[Required task]
Reproduce every one of the entries below line for line, with no changes.

[Dataset entries]
##############################
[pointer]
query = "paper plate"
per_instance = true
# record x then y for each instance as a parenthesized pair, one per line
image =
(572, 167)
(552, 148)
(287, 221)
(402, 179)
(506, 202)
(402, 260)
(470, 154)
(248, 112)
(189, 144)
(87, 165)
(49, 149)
##############################
[Right answer]
[pointer]
query = "paper plate"
per_instance = true
# record x then y for each instance as a parenthesized pair, one per line
image =
(572, 167)
(552, 148)
(287, 221)
(402, 179)
(506, 202)
(402, 260)
(470, 154)
(248, 112)
(189, 144)
(87, 165)
(49, 149)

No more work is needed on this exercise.